━━ Extracted material

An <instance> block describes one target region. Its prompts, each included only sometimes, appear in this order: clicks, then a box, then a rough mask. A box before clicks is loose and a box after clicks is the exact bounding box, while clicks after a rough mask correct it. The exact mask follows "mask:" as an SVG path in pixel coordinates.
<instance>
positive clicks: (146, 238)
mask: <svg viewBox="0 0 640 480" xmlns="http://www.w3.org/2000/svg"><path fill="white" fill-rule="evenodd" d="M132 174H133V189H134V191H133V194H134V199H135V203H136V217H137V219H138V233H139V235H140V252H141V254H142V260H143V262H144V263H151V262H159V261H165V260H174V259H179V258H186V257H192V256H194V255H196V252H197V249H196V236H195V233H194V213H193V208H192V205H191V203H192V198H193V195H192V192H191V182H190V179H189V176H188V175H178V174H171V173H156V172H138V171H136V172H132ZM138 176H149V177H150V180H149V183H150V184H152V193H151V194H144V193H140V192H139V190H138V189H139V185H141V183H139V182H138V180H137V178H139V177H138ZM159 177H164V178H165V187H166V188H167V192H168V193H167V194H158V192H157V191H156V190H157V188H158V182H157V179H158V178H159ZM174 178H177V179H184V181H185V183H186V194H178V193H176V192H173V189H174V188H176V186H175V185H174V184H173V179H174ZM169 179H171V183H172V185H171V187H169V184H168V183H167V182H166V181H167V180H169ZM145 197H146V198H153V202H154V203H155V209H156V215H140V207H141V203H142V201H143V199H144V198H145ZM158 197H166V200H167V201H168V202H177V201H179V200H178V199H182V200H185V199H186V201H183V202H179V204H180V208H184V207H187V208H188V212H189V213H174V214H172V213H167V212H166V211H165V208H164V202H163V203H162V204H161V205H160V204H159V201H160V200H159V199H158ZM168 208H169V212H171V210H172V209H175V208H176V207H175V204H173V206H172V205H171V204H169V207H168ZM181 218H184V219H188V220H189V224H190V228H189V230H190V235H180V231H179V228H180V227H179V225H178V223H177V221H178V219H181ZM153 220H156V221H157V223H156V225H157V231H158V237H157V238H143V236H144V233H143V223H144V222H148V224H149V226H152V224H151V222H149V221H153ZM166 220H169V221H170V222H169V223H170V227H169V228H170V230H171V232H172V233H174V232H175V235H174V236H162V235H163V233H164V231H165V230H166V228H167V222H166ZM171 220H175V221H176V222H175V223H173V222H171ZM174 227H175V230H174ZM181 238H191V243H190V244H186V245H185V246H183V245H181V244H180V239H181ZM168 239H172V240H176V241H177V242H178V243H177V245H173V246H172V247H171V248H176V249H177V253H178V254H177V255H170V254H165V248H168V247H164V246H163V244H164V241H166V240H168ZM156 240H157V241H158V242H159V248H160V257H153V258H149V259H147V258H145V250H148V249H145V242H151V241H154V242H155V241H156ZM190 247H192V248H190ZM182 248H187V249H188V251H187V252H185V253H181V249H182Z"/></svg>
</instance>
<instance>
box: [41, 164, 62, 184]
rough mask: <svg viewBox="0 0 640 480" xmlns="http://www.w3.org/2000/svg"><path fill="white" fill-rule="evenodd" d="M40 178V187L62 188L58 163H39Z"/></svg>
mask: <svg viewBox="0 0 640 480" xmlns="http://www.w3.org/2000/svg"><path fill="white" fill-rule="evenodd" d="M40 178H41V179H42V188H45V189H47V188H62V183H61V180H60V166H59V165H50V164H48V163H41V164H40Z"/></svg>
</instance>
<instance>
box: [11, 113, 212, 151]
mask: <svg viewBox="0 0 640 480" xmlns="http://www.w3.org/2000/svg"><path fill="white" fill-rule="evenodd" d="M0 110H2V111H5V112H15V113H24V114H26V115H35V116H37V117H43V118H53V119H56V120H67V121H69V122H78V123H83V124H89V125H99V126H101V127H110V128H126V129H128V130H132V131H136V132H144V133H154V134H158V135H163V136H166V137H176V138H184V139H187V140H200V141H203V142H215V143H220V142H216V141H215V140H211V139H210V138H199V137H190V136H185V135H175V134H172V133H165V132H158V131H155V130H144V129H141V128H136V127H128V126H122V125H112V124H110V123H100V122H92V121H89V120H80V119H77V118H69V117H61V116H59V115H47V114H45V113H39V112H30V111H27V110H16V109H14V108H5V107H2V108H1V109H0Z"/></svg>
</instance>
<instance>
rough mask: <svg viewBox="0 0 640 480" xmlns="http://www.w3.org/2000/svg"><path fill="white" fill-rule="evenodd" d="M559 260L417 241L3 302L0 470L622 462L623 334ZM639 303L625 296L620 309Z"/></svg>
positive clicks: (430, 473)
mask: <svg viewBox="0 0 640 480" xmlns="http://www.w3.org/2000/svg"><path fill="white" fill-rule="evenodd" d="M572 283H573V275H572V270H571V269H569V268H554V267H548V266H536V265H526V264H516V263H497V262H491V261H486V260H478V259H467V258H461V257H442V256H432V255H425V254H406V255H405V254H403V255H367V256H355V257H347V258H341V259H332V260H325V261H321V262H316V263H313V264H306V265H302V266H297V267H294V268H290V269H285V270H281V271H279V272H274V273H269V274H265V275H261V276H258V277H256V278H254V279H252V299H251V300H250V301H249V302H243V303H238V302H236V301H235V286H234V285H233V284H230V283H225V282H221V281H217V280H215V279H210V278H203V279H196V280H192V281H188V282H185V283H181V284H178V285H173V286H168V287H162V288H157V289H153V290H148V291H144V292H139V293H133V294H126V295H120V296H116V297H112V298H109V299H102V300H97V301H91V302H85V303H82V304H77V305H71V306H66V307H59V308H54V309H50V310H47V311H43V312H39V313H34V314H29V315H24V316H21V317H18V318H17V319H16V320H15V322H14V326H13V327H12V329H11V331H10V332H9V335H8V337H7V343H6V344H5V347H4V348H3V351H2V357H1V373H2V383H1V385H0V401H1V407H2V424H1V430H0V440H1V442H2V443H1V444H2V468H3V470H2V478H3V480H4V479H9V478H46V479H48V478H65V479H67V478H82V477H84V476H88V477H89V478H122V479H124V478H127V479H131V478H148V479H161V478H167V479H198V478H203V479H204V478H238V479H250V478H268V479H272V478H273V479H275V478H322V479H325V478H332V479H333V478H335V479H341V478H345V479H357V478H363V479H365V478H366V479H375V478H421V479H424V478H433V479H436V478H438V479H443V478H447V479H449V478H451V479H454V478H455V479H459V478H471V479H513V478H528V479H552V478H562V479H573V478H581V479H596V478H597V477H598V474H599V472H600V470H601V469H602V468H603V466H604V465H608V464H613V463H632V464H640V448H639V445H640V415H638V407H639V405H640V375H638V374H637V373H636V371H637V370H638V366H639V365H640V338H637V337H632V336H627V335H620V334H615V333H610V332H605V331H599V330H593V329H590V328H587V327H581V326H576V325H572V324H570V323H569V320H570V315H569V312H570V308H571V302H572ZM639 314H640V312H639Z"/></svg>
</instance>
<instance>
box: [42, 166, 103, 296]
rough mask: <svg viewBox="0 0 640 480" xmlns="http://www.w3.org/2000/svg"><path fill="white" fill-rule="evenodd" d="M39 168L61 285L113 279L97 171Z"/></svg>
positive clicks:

━━━━

Your instructions: Transcribe the listing above verbatim.

Exercise output:
An <instance> block describes one target region. Its prompts, each included only sometimes, appear in this order: clicks, then a box, then a rough mask. A box before clicks is loose and a box after clicks is the exact bounding box, while clicks after a rough mask correct it. The exact mask follows "mask:" as an SVG path in pixel coordinates.
<instance>
positive clicks: (146, 238)
mask: <svg viewBox="0 0 640 480" xmlns="http://www.w3.org/2000/svg"><path fill="white" fill-rule="evenodd" d="M132 174H133V189H134V191H133V194H134V199H135V203H136V217H137V219H138V233H139V235H140V252H141V254H142V260H143V262H144V263H151V262H159V261H165V260H174V259H179V258H186V257H192V256H194V255H196V252H197V249H196V236H195V233H194V213H193V208H192V205H191V203H192V198H193V195H192V192H191V182H190V179H189V176H188V175H178V174H171V173H156V172H138V171H136V172H132ZM138 176H149V177H150V180H149V183H150V184H152V193H151V194H144V193H140V192H139V190H138V189H139V185H141V183H139V182H138V180H137V178H139V177H138ZM159 177H164V178H165V187H166V188H167V192H168V193H167V194H158V192H157V191H156V190H157V188H158V182H157V179H158V178H159ZM174 178H177V179H184V181H185V183H186V194H178V193H176V192H173V189H174V188H176V186H175V185H174V184H173V179H174ZM169 179H171V183H172V185H171V187H169V184H168V183H167V182H166V181H167V180H169ZM145 197H146V198H153V202H154V203H155V209H156V215H140V207H141V203H142V201H143V199H144V198H145ZM158 197H166V200H167V201H168V202H177V201H179V200H178V199H182V200H185V199H186V201H183V202H179V204H180V208H184V207H187V208H188V212H189V213H174V214H172V213H167V212H166V211H165V208H164V202H163V203H162V204H161V205H160V204H159V201H160V200H159V199H158ZM168 208H169V212H171V210H172V209H175V208H176V207H175V204H173V206H172V205H171V204H169V207H168ZM181 218H184V219H188V220H189V224H190V228H189V230H190V235H180V231H179V228H180V227H179V225H178V223H177V221H178V219H181ZM153 220H156V221H157V223H156V225H157V231H158V237H157V238H143V236H144V233H143V223H144V222H148V224H149V226H152V224H151V222H149V221H153ZM166 220H169V221H170V222H169V223H170V227H169V228H170V230H171V232H172V233H174V232H175V235H174V236H162V235H163V233H164V231H165V230H166V228H167V222H166ZM171 220H175V221H176V222H175V223H173V222H171ZM174 227H175V230H174ZM181 238H191V243H190V244H186V245H185V246H183V245H181V244H180V239H181ZM168 239H172V240H176V241H177V242H178V243H177V245H173V246H172V247H171V248H176V249H177V253H178V254H177V255H170V254H165V248H168V247H164V246H163V244H164V241H166V240H168ZM156 240H157V241H158V242H159V248H160V257H153V258H149V259H147V258H145V250H148V249H145V242H151V241H154V242H155V241H156ZM190 247H192V248H190ZM182 248H187V249H188V251H187V252H185V253H181V249H182Z"/></svg>
</instance>
<instance>
box: [41, 164, 62, 184]
rough mask: <svg viewBox="0 0 640 480" xmlns="http://www.w3.org/2000/svg"><path fill="white" fill-rule="evenodd" d="M40 178V187L62 188L58 163H39Z"/></svg>
mask: <svg viewBox="0 0 640 480" xmlns="http://www.w3.org/2000/svg"><path fill="white" fill-rule="evenodd" d="M40 178H41V179H42V188H45V189H47V188H62V183H61V180H60V166H59V165H50V164H48V163H41V164H40Z"/></svg>
</instance>
<instance>
box: [11, 113, 212, 151]
mask: <svg viewBox="0 0 640 480" xmlns="http://www.w3.org/2000/svg"><path fill="white" fill-rule="evenodd" d="M0 110H2V111H5V112H15V113H24V114H26V115H35V116H37V117H43V118H53V119H56V120H67V121H69V122H78V123H83V124H89V125H99V126H101V127H110V128H126V129H128V130H132V131H136V132H144V133H154V134H158V135H163V136H166V137H176V138H184V139H187V140H200V141H203V142H215V143H220V142H216V141H215V140H211V139H210V138H199V137H190V136H185V135H175V134H172V133H165V132H158V131H155V130H144V129H141V128H136V127H128V126H122V125H112V124H110V123H100V122H92V121H89V120H80V119H77V118H69V117H61V116H59V115H47V114H45V113H39V112H30V111H27V110H16V109H14V108H5V107H2V108H1V109H0Z"/></svg>
</instance>
<instance>
rough mask: <svg viewBox="0 0 640 480" xmlns="http://www.w3.org/2000/svg"><path fill="white" fill-rule="evenodd" d="M559 260L417 241L3 302L0 470L622 462L623 334ZM639 303L625 296L620 309Z"/></svg>
positive clicks: (430, 473)
mask: <svg viewBox="0 0 640 480" xmlns="http://www.w3.org/2000/svg"><path fill="white" fill-rule="evenodd" d="M572 283H573V275H572V270H571V269H569V268H554V267H548V266H536V265H526V264H516V263H497V262H491V261H486V260H478V259H467V258H461V257H442V256H432V255H425V254H406V255H405V254H403V255H367V256H355V257H347V258H341V259H332V260H325V261H321V262H316V263H313V264H306V265H302V266H297V267H294V268H290V269H285V270H281V271H279V272H274V273H269V274H265V275H261V276H258V277H256V278H254V279H252V299H251V300H250V301H249V302H243V303H238V302H236V301H235V286H234V285H233V284H230V283H225V282H221V281H217V280H215V279H210V278H203V279H196V280H192V281H188V282H185V283H181V284H178V285H173V286H168V287H162V288H157V289H153V290H148V291H144V292H139V293H133V294H126V295H120V296H116V297H112V298H109V299H102V300H97V301H91V302H85V303H82V304H77V305H71V306H66V307H59V308H54V309H50V310H47V311H43V312H39V313H34V314H29V315H24V316H21V317H18V318H17V319H16V320H15V322H14V326H13V327H12V329H11V331H10V332H9V335H8V337H7V343H6V344H5V347H4V348H3V351H2V357H1V373H2V383H1V385H0V401H1V407H2V424H1V430H0V440H1V442H2V443H1V444H2V468H3V470H2V478H3V480H4V479H9V478H46V479H48V478H65V479H67V478H82V477H84V476H88V477H89V478H122V479H124V478H127V479H131V478H148V479H161V478H167V479H198V478H203V479H204V478H238V479H250V478H268V479H272V478H273V479H275V478H322V479H325V478H332V479H333V478H335V479H341V478H345V479H357V478H363V479H365V478H366V479H375V478H421V479H424V478H433V479H436V478H438V479H443V478H447V479H449V478H451V479H454V478H455V479H459V478H471V479H513V478H528V479H552V478H562V479H573V478H581V479H596V478H597V477H598V474H599V472H600V470H601V469H602V468H603V466H604V465H608V464H613V463H632V464H640V448H639V445H640V415H638V407H639V405H640V375H638V374H637V373H636V371H637V370H638V366H639V365H640V338H637V337H632V336H627V335H620V334H615V333H610V332H605V331H599V330H593V329H590V328H587V327H581V326H576V325H572V324H570V323H569V320H570V315H569V312H570V308H571V302H572ZM639 314H640V312H639Z"/></svg>
</instance>
<instance>
box: [42, 166, 103, 296]
rough mask: <svg viewBox="0 0 640 480" xmlns="http://www.w3.org/2000/svg"><path fill="white" fill-rule="evenodd" d="M39 168L61 285L113 279L97 171Z"/></svg>
positive clicks:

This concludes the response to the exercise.